Write out every line of the material below word for word, leaving out the pictures.

_Point labels for objects_:
· · · ·
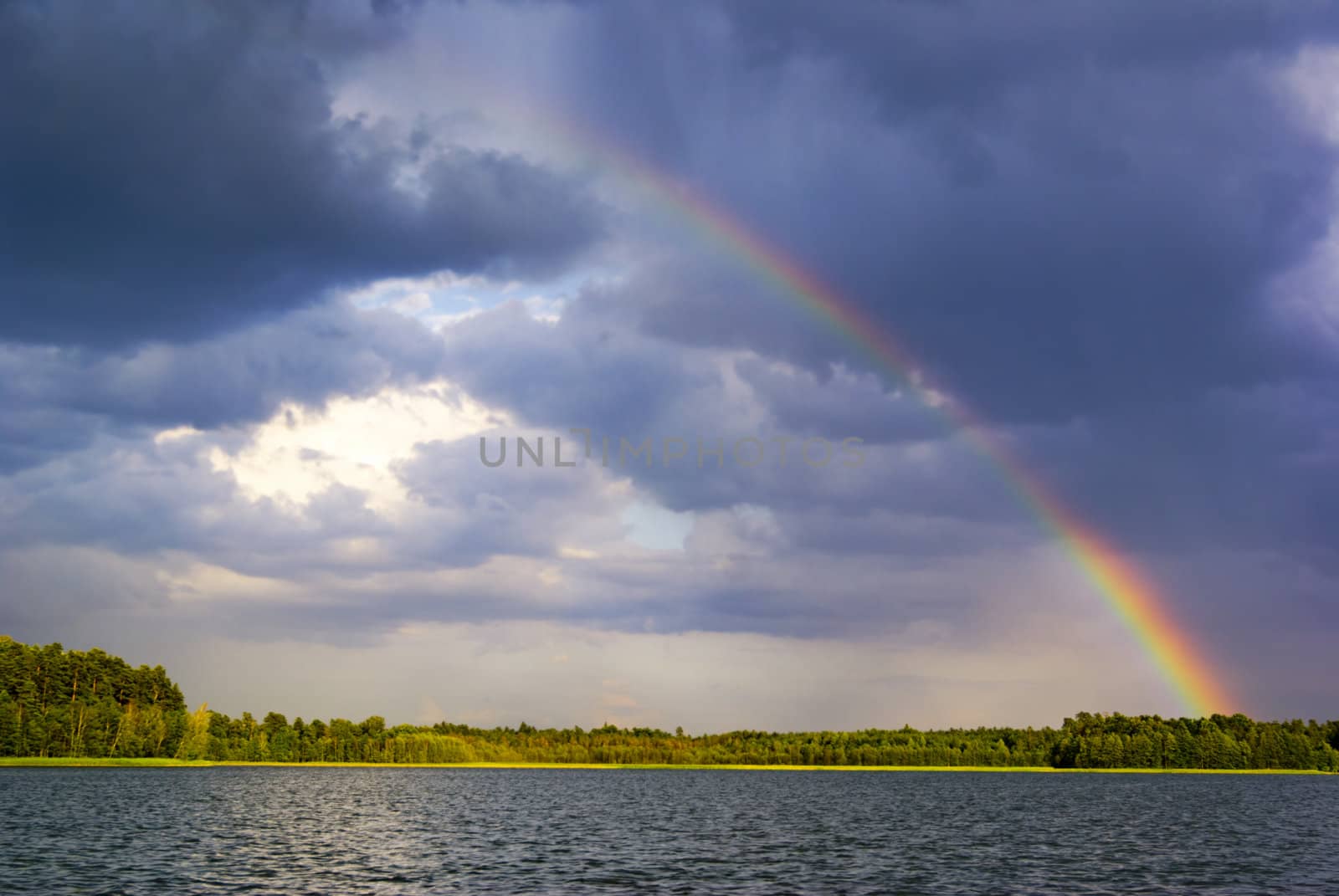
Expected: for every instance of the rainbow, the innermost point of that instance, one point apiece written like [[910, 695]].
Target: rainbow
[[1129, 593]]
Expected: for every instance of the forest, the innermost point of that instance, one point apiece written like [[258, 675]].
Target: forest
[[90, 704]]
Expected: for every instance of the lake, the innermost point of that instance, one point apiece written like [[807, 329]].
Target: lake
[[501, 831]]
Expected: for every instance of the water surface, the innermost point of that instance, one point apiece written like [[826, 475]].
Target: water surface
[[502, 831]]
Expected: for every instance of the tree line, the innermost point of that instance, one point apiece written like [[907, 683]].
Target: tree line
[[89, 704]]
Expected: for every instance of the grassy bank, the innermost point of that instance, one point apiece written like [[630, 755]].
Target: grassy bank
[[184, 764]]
· · · ·
_Exercise answer_:
Expected: for every instance of the rainbow, the innermost point of that instance, one point apiece written like [[910, 695]].
Target: rainbow
[[1129, 593]]
Expected: for every instance of the forest, the innermost point of that instance, one point apiece written like [[258, 675]].
Target: forest
[[90, 704]]
Expected: for every instance of the lake, the innermost point of that instance, one point apiece written like [[807, 329]].
Target: lake
[[501, 831]]
Expected: for every instance of the water surface, the innermost point of that instance, one point apiece written like [[826, 475]].
Target: water surface
[[502, 831]]
Expected: for every instance of the tree line, the innermost point of that instance, one point apiece written like [[907, 683]].
Target: tree line
[[89, 704]]
Expected: for every instance of the grassy bank, the innermost point of that instance, one point apiece written like [[630, 755]].
Target: grassy bank
[[184, 764]]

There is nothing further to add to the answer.